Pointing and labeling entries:

○ ○ ○ ○ ○

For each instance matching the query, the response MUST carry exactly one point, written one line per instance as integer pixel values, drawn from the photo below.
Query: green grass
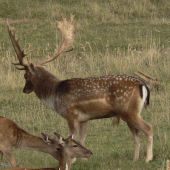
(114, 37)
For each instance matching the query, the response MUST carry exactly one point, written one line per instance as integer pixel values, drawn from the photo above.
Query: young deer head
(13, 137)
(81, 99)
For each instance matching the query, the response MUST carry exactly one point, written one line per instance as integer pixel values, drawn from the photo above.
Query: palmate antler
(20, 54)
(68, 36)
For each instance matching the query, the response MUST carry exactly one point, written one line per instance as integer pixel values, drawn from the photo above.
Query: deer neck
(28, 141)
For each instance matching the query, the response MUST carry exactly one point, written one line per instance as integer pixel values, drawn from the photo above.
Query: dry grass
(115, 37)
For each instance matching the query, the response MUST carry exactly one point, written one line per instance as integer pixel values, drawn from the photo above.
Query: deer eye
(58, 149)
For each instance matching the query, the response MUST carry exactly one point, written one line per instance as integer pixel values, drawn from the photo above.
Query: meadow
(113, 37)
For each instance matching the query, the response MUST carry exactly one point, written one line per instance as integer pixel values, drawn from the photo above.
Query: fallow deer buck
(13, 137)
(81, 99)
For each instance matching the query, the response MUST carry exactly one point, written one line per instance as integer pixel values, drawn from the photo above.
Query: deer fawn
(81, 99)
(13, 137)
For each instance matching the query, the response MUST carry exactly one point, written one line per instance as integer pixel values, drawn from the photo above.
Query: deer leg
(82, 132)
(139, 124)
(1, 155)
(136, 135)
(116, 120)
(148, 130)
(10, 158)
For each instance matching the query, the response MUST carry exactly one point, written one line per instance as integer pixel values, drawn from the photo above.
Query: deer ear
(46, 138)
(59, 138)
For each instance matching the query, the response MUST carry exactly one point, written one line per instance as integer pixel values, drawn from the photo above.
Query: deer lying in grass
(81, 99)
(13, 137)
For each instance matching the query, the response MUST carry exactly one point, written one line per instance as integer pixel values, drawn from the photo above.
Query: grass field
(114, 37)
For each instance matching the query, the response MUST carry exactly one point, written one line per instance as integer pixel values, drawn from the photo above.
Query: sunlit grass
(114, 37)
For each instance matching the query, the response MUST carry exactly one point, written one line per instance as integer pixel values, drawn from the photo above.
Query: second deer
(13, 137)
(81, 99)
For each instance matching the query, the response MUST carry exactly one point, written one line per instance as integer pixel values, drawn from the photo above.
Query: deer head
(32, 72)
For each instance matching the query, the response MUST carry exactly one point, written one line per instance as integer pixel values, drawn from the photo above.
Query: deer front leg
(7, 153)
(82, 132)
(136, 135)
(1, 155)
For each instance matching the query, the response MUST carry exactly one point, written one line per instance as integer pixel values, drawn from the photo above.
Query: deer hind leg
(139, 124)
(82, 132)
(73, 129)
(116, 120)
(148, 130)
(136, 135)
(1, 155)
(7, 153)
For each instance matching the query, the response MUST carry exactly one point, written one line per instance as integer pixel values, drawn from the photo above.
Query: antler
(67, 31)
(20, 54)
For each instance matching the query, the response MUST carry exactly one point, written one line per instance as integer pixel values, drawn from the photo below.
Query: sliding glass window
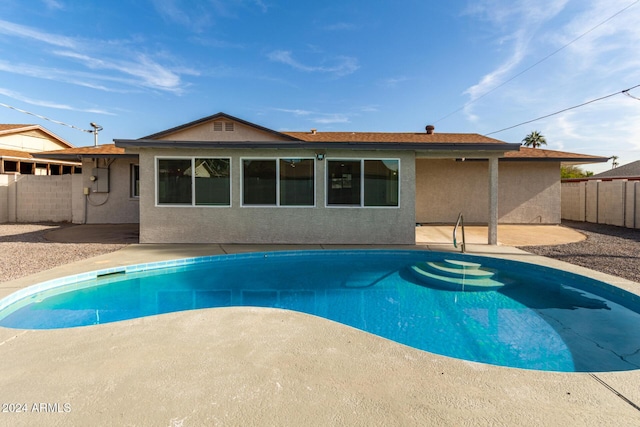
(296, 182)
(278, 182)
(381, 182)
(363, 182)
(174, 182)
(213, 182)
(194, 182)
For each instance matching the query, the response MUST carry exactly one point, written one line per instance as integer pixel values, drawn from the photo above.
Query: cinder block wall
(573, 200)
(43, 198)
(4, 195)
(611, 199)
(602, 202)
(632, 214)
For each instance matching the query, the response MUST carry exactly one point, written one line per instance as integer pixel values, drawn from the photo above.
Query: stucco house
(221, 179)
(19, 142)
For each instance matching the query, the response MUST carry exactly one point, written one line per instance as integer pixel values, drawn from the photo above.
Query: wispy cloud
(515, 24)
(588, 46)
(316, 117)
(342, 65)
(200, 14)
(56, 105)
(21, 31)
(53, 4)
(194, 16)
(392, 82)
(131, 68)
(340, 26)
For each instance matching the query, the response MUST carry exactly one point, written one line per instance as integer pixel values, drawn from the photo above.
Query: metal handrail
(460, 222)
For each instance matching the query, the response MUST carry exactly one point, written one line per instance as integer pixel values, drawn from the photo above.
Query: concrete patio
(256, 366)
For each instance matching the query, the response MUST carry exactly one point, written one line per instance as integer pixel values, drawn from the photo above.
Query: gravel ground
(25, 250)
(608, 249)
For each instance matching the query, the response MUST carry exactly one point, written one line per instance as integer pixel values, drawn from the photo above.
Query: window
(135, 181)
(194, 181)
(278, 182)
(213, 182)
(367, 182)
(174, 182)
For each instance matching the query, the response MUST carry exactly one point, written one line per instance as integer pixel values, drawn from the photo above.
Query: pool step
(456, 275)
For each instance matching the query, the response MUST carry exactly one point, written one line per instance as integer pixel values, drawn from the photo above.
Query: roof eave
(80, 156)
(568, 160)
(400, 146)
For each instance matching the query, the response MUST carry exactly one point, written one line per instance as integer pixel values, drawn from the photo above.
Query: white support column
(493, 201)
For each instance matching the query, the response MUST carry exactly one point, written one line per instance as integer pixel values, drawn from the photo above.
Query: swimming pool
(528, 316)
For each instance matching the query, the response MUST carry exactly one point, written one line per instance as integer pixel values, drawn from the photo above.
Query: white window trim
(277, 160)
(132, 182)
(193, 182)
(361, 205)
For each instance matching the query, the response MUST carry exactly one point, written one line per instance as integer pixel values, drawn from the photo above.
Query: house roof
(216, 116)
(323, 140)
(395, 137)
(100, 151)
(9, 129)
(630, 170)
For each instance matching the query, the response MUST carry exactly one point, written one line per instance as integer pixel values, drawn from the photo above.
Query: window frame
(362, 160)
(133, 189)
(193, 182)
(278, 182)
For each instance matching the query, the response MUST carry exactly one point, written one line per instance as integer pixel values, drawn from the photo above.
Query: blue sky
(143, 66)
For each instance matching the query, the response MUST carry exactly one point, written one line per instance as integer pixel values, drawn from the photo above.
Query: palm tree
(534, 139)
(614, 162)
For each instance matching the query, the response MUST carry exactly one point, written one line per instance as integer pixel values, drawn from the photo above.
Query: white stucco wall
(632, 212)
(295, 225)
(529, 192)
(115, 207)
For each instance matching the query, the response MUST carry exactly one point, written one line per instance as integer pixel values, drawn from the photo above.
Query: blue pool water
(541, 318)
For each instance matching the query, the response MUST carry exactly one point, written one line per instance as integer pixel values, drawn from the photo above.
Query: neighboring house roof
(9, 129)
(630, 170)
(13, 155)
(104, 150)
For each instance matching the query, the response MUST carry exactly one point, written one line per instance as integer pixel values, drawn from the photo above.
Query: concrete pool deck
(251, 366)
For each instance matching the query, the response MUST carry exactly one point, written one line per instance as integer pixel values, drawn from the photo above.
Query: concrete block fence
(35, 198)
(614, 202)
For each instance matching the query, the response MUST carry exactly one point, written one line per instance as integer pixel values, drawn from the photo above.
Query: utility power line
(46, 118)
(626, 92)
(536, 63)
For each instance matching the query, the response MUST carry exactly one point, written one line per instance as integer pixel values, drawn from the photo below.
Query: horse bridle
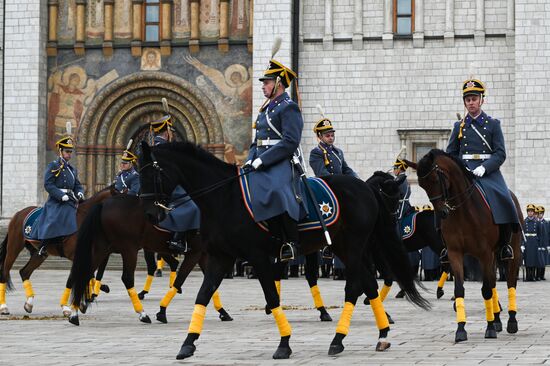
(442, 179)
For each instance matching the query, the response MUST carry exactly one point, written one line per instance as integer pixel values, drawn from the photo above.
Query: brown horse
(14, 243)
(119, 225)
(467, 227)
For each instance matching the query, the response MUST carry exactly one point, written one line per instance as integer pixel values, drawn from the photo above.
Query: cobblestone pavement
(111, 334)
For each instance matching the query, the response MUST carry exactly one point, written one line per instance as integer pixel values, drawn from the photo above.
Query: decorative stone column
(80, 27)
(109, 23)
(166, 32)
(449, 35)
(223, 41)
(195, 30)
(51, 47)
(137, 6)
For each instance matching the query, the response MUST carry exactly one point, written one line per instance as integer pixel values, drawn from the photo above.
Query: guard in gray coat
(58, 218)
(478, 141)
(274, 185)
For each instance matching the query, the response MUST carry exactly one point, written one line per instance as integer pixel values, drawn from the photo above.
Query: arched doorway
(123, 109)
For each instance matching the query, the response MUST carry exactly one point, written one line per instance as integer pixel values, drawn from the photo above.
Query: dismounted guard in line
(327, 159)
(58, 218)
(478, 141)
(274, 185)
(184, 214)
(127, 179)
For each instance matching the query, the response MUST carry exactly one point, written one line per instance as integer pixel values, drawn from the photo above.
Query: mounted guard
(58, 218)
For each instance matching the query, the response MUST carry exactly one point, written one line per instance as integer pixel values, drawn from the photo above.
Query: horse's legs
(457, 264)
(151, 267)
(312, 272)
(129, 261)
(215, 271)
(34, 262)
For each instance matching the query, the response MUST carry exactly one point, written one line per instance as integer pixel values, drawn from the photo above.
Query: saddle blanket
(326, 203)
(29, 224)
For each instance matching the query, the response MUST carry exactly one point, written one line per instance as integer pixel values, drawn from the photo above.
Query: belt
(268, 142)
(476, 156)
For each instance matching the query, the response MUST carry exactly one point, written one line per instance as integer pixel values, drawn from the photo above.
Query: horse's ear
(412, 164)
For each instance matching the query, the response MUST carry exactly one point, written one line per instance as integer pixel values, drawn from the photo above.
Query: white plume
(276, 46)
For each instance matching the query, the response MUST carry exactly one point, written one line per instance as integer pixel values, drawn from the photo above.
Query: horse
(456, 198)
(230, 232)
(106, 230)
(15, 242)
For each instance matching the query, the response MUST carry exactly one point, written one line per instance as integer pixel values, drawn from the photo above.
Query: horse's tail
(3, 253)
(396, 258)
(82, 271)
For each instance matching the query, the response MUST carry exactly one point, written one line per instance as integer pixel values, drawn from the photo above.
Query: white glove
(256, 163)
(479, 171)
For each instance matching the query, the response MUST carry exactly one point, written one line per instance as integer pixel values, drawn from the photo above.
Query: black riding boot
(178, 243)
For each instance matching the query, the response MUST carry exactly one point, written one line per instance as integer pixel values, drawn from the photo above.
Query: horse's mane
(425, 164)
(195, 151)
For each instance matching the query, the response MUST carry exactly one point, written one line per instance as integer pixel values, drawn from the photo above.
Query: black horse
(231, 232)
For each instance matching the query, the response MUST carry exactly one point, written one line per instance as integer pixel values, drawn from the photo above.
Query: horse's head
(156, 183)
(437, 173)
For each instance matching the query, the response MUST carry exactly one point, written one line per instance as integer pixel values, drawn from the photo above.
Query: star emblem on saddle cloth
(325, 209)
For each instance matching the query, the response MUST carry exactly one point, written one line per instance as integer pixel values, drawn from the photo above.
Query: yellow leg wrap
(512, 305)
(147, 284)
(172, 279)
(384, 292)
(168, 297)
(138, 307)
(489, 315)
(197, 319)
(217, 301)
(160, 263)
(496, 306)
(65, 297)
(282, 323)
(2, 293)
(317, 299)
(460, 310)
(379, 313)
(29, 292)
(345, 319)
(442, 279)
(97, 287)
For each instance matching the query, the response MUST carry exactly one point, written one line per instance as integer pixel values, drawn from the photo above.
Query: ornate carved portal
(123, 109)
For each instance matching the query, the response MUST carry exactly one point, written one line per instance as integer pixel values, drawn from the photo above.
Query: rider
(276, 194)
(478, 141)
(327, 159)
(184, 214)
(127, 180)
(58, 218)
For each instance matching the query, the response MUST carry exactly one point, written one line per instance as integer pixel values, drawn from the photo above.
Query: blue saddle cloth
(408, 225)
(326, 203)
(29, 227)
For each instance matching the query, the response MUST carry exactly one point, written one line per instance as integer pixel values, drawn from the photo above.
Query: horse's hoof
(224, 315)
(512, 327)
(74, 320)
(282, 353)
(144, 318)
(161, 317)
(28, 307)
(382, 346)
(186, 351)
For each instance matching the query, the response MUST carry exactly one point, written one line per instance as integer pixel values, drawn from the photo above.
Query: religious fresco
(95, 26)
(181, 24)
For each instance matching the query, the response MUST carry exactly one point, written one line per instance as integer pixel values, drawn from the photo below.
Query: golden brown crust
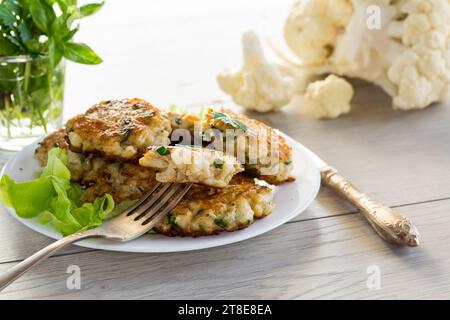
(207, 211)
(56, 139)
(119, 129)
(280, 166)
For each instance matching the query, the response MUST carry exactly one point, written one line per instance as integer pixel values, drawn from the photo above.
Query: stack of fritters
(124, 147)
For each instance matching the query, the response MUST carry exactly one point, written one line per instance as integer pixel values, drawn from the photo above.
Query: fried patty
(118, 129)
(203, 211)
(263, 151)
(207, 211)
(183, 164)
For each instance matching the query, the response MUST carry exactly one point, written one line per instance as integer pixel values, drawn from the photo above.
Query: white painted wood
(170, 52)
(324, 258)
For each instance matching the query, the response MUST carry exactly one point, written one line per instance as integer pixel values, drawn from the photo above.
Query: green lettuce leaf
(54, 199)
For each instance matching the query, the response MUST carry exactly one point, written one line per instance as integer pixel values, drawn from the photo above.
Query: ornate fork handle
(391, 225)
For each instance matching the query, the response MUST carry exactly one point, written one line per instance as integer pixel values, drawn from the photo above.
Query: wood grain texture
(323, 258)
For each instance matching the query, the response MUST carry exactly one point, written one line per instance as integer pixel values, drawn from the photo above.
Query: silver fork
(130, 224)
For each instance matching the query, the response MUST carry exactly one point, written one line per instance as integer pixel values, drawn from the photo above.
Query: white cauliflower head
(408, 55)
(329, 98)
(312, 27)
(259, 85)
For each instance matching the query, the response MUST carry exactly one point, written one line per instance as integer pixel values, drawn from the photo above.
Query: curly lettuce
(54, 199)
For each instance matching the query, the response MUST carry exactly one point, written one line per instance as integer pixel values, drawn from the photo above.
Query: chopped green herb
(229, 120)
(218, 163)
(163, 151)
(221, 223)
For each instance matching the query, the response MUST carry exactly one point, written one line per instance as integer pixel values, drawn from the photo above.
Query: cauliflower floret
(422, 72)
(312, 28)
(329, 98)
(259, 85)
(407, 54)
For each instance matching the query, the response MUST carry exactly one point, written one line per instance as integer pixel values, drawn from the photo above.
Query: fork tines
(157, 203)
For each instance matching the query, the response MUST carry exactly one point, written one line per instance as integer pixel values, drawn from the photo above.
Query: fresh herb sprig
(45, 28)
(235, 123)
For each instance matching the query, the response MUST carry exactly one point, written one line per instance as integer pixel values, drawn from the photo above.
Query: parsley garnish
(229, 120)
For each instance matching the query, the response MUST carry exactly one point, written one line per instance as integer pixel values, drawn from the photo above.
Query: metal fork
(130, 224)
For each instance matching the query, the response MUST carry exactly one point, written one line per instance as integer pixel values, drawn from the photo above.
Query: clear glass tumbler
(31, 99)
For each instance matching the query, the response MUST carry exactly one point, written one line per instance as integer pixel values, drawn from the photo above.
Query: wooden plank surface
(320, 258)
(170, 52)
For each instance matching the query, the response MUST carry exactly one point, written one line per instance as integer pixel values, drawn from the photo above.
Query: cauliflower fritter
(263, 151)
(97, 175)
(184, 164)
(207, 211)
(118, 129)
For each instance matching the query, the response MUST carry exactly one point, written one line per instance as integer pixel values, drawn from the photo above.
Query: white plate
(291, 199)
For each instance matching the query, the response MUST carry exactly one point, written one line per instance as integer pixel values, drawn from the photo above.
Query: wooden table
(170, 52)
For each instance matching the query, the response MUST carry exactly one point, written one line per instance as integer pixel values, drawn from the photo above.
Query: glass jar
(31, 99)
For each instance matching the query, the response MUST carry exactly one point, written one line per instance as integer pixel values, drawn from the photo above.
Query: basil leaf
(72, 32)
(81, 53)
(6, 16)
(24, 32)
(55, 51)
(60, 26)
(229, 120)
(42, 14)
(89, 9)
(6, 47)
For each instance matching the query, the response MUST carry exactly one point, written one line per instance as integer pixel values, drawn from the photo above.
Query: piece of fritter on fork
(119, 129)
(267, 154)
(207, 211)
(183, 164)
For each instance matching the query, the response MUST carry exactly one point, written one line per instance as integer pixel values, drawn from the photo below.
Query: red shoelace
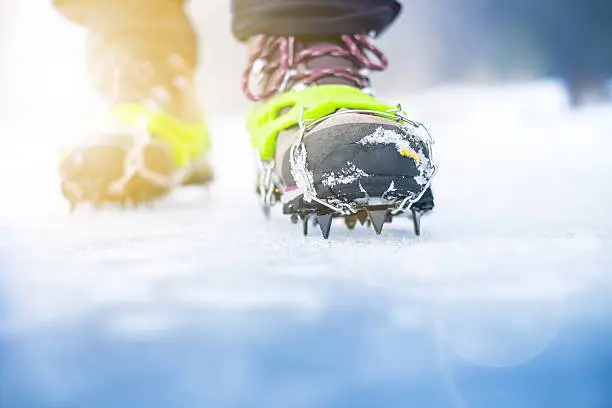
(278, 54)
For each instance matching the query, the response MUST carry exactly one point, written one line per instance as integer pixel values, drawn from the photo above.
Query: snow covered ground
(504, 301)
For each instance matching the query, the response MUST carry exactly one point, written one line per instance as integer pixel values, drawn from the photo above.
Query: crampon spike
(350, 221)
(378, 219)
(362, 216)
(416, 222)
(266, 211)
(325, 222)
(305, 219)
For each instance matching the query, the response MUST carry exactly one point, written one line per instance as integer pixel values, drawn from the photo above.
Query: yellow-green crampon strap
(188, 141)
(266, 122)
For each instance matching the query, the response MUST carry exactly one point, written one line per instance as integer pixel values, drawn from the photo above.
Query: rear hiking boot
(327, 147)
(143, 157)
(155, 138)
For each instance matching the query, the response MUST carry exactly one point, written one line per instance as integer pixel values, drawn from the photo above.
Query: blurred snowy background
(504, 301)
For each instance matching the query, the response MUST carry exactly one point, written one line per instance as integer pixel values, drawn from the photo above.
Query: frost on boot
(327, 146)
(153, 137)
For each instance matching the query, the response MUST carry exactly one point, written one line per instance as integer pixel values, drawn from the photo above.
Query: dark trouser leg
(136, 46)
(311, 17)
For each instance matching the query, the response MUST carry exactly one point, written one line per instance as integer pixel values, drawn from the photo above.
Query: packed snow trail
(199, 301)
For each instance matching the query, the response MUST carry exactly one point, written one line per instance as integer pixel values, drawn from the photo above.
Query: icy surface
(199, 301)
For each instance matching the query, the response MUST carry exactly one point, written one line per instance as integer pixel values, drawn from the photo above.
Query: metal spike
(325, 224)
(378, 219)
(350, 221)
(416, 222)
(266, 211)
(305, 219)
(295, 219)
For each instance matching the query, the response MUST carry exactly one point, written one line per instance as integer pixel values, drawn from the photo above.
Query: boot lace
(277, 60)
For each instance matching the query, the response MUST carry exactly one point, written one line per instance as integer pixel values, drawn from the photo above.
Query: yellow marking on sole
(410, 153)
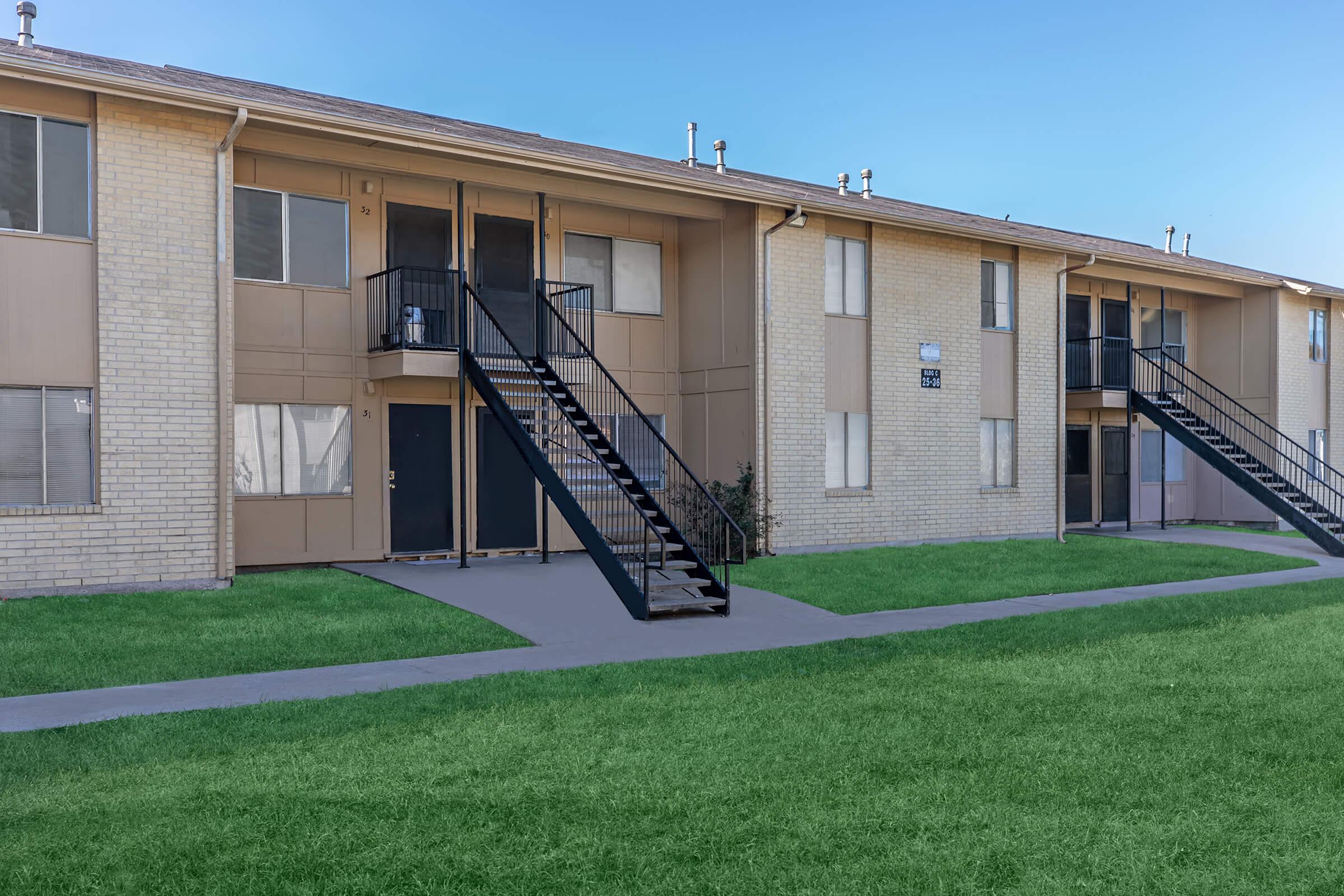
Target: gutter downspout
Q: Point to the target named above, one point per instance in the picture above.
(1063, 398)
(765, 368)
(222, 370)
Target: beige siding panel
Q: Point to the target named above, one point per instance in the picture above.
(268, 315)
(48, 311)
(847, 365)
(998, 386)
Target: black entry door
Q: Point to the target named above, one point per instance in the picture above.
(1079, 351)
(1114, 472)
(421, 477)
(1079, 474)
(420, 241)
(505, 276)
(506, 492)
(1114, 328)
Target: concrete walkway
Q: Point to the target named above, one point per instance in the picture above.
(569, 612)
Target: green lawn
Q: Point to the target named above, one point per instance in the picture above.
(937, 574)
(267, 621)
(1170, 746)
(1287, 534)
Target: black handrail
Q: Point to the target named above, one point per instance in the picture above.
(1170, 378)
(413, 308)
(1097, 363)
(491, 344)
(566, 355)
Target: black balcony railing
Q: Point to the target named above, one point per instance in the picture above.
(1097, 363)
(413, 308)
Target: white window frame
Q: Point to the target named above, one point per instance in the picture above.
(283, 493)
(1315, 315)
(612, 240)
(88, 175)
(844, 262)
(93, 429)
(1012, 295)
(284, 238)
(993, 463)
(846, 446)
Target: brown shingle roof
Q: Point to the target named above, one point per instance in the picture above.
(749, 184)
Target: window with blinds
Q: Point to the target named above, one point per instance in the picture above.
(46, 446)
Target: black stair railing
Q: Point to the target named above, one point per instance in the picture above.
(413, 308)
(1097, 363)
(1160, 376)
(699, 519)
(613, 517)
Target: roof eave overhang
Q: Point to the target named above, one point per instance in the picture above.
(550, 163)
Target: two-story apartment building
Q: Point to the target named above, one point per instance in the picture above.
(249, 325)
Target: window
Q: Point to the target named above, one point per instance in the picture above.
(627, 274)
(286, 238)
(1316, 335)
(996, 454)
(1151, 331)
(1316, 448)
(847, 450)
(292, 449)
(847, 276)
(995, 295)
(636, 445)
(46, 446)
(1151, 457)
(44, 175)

○ ○ ○ ○ ○

→ AIM OF THE EXERCISE: Only the lines from the one containing "Target: white window frame" to the end of the data should be printed, exactly as they stand.

→ FINISHED ANSWER:
Target: white window frame
Q: Point to the target named above, one point per instance in the picture above.
(283, 493)
(1315, 315)
(612, 240)
(88, 175)
(844, 262)
(93, 429)
(1012, 295)
(284, 238)
(993, 463)
(846, 446)
Target: brown shingle roof
Q: Point to the target named above, one point per instance in the picture above.
(749, 184)
Target: window with blinds
Q: Point to the target named above, one point per instance in the picture above.
(46, 446)
Target: black stair railing
Q: Point to the target named above, one point per instance in the picture above.
(413, 308)
(1097, 363)
(1160, 376)
(699, 519)
(613, 517)
Target: roof eave overhang
Q: Point to the target named above, one point per instance in the picture above.
(550, 163)
Target: two-story apartment building
Q: Point to the target named above, one point per instance in the picture above.
(249, 325)
Target: window
Q: Point to the target named above, one point per instance in the picture above.
(627, 274)
(286, 238)
(1316, 335)
(996, 454)
(1151, 331)
(1316, 448)
(847, 450)
(292, 449)
(847, 276)
(995, 295)
(636, 445)
(46, 446)
(1151, 457)
(44, 175)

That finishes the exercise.